** Task prompt **
Please extract every line of the data below that contains the string "gold" and copy each one in full. Match case exactly.

** Excerpted data **
====

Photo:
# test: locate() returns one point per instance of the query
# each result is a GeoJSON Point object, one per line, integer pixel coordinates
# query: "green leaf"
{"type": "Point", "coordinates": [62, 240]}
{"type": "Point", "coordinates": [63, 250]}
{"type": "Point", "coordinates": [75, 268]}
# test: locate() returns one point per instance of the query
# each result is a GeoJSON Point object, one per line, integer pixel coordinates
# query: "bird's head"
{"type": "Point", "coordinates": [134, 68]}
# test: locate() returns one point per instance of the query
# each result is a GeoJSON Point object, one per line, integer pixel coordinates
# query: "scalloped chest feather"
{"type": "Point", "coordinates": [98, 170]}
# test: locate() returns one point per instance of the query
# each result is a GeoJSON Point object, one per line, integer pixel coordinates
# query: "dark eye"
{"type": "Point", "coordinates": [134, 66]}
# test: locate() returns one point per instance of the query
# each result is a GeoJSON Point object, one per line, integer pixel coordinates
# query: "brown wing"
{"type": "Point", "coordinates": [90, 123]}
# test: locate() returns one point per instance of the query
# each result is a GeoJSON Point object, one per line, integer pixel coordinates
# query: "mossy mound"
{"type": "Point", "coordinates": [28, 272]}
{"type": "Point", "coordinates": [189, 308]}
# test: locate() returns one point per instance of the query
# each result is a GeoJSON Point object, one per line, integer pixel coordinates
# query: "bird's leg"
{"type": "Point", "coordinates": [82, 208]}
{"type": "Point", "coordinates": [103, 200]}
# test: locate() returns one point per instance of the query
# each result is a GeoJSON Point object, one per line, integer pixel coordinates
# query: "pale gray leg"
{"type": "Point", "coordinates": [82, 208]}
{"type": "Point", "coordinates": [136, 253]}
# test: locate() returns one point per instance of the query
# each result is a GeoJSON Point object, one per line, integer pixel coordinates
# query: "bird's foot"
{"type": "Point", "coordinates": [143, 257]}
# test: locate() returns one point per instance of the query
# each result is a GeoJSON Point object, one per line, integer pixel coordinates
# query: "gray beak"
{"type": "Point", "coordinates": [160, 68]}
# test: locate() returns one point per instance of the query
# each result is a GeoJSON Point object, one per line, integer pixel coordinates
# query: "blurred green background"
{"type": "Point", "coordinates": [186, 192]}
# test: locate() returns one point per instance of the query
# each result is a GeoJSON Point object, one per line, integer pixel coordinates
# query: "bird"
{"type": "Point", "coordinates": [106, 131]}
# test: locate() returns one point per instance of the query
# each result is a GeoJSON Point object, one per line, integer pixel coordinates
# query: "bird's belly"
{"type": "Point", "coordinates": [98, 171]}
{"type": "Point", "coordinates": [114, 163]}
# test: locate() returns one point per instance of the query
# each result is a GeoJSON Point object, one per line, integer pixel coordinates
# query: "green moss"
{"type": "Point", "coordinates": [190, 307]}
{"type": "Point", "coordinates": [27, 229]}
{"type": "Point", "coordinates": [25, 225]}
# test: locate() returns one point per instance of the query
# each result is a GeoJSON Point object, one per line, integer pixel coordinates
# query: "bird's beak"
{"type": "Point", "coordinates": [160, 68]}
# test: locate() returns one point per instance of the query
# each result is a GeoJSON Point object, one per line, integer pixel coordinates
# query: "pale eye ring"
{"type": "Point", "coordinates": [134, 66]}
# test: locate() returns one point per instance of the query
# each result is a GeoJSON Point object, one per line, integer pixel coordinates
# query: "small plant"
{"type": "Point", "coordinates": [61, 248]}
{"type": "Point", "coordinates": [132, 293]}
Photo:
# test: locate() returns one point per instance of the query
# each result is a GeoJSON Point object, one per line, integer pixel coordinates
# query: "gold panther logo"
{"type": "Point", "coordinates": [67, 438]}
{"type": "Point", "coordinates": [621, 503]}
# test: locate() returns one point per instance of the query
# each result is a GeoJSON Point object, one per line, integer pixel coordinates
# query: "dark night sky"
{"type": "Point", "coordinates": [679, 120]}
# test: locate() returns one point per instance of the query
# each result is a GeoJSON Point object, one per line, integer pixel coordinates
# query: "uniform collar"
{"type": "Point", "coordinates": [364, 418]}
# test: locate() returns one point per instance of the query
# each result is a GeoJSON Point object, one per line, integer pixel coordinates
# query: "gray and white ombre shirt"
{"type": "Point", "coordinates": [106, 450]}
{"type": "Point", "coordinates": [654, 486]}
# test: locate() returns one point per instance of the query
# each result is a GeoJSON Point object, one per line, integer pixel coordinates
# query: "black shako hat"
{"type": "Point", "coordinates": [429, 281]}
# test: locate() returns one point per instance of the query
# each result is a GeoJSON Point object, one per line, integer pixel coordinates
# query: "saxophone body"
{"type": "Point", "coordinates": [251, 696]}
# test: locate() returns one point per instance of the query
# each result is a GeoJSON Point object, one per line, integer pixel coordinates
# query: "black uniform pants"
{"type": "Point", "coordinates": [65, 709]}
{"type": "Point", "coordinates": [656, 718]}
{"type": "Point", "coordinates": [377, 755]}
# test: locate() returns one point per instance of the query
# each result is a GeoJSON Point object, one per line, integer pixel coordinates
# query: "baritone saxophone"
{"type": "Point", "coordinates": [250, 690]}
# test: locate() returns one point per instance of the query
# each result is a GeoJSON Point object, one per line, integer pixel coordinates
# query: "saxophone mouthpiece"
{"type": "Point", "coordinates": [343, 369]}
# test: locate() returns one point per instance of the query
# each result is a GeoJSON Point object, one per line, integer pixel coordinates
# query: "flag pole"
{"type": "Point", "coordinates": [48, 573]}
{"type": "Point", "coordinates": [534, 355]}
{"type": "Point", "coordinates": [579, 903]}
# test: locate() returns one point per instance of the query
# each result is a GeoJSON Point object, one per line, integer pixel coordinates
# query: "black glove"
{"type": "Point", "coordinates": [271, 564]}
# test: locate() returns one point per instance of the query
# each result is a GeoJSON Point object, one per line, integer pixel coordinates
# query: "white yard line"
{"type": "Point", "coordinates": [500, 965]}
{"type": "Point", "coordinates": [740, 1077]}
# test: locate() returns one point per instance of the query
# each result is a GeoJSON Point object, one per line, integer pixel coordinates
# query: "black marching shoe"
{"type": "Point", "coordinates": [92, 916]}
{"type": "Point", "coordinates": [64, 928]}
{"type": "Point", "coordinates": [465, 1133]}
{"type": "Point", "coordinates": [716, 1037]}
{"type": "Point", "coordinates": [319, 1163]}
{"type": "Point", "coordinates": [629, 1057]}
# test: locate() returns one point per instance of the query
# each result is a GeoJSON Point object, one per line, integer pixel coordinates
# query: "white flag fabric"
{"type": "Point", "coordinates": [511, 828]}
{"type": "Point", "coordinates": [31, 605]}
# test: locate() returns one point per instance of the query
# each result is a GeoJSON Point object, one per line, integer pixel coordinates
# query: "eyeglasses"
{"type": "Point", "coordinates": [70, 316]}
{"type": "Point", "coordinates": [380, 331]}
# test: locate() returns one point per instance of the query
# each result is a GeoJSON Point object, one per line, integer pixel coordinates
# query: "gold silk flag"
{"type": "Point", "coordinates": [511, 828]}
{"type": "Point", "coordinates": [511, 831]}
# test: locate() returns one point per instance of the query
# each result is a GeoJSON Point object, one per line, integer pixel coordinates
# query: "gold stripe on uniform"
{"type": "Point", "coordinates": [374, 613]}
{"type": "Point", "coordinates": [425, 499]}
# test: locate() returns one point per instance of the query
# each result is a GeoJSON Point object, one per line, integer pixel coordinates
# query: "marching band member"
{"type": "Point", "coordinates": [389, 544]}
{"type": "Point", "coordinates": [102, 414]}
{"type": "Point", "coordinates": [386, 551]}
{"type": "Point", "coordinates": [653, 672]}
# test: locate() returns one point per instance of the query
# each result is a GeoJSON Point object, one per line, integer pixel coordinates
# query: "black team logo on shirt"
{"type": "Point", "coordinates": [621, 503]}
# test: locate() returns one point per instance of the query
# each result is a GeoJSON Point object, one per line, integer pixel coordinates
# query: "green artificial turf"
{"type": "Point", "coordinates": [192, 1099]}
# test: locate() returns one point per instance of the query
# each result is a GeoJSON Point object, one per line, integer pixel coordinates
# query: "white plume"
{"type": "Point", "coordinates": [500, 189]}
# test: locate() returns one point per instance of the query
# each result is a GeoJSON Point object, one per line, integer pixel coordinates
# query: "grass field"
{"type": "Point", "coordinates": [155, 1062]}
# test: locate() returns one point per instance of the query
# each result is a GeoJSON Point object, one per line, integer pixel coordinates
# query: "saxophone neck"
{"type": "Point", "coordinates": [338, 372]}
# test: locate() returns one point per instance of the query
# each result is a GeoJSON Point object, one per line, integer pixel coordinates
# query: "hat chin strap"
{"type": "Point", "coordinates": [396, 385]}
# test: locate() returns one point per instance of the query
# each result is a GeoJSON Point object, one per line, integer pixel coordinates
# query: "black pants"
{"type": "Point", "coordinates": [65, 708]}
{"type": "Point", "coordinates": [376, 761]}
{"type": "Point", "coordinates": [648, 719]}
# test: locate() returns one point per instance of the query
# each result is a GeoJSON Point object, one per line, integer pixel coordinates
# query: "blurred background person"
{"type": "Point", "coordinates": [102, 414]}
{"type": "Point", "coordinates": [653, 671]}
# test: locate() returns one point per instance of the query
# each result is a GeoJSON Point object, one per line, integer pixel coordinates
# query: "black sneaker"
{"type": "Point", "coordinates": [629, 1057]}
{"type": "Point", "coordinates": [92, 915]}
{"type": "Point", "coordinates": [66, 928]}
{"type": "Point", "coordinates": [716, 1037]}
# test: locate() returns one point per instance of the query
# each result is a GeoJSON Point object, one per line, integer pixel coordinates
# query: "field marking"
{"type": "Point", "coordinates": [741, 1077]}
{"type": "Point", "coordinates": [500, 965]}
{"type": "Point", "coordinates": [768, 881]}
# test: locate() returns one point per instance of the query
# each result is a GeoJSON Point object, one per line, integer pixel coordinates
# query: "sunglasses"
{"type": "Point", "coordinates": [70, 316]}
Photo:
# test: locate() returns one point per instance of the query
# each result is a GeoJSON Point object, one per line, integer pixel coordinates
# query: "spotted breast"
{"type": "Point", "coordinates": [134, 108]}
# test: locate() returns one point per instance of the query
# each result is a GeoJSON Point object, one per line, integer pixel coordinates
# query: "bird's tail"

====

** Task result **
# query: "gold panther logo"
# query: "gold silk flag"
# query: "gold stripe on uniform"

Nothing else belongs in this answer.